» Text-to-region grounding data

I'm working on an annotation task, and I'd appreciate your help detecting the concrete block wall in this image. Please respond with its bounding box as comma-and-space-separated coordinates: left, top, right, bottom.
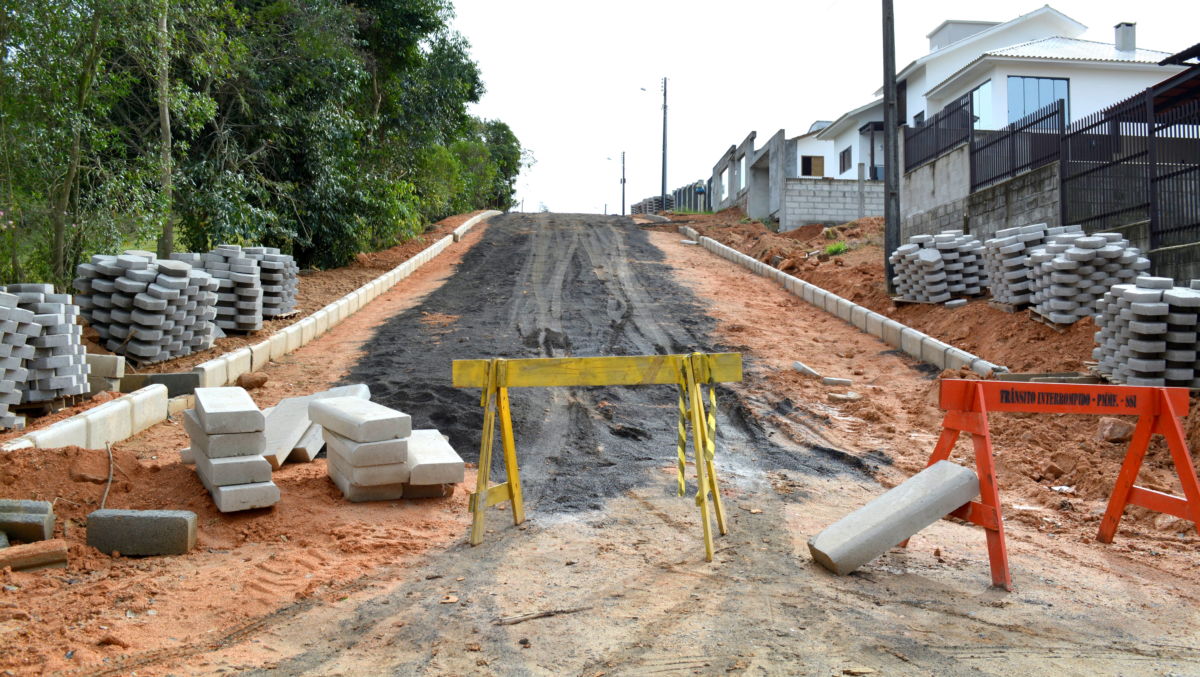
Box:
782, 178, 884, 232
966, 163, 1060, 242
2, 213, 491, 452
677, 225, 1006, 376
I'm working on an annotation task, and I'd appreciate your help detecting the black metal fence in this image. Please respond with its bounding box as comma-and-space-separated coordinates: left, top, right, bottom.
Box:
1151, 100, 1200, 248
903, 95, 971, 172
970, 100, 1064, 191
1061, 87, 1200, 249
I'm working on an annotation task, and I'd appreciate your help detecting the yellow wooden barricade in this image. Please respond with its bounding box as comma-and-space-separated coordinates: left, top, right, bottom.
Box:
452, 353, 741, 561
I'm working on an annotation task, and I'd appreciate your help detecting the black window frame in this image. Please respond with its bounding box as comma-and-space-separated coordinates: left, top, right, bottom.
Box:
839, 146, 852, 174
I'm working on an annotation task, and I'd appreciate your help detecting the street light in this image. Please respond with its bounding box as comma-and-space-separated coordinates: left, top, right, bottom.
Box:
640, 78, 668, 213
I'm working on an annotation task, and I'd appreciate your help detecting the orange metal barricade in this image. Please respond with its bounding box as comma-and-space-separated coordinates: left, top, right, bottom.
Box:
910, 379, 1199, 590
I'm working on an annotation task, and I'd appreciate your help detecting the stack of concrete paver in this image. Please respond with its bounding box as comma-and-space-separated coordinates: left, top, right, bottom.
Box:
243, 247, 298, 317
889, 230, 986, 304
981, 223, 1048, 306
0, 291, 28, 429
312, 397, 465, 501
1026, 230, 1149, 325
5, 284, 89, 405
1093, 277, 1200, 387
74, 252, 219, 365
202, 245, 263, 333
184, 387, 278, 512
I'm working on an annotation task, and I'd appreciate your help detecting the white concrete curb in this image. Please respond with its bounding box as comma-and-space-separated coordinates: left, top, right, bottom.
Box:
676, 225, 1007, 377
453, 210, 502, 242
3, 213, 495, 452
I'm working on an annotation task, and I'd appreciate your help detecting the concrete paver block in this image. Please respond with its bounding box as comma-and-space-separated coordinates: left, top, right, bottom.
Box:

» WHAT IS EXPECTED
Filter the lines above, keeping each one that contains the string "this".

» ANSWER
I'm working on an annotation task, and I'd appreciate your help detecting the concrete block wall in this image. Please respond with its bounding box as comma-and-space-separated coordinates: left, top, right, bottom.
I'm working on an annotation task, and I'd appreciate your help detecting the black metal fence in this image. Please respond with its bounding box as comma-and-space-separated coordinates: left, top, right, bottom.
I'm working on an annotation task, and I'd appreciate your help detecting the yellow wooden barricade in this image. Please respond with its bounding box as comma-and-space-separated coordinates: left, top, right, bottom.
I'm working on an annotation task, and I'd appreciate your help detecting the black window frame in this image. Please respond with its bounding box as comma-and-space-separated coordinates: left, top, right, bottom.
I'm working on an annotation task, and I'd appreciate your help detecting the street light in this image. Please respond with its bounding box as comma-and-space-separated coordinates: left, top, right, bottom.
I'm working on an annotation task, and I'd appreciate your help detecting the orange metal barricade in this image. Please respond with its bounding box as comma-and-space-separated coordinates: left, top, right, bottom.
I'm working on an annotation task, and I'd appreciate your help detecting the stack of concrete paver in this image. Please respond with its bounding box as comma-and-space-separated coordinates: left, top, right, bottom.
I'm working on an annotation task, and I'd appreciate your help detecting the white concrete curb in this image. Please respond with its bounding box as comma-and-space-separated coordinates: left, top, right, bottom.
I'm working on an annotation task, and I'd appreciate your help detecting the concrete paver block in this image. Please respond with its bounding box as comma-and-space-separated coordinates: left, top, right, bottom.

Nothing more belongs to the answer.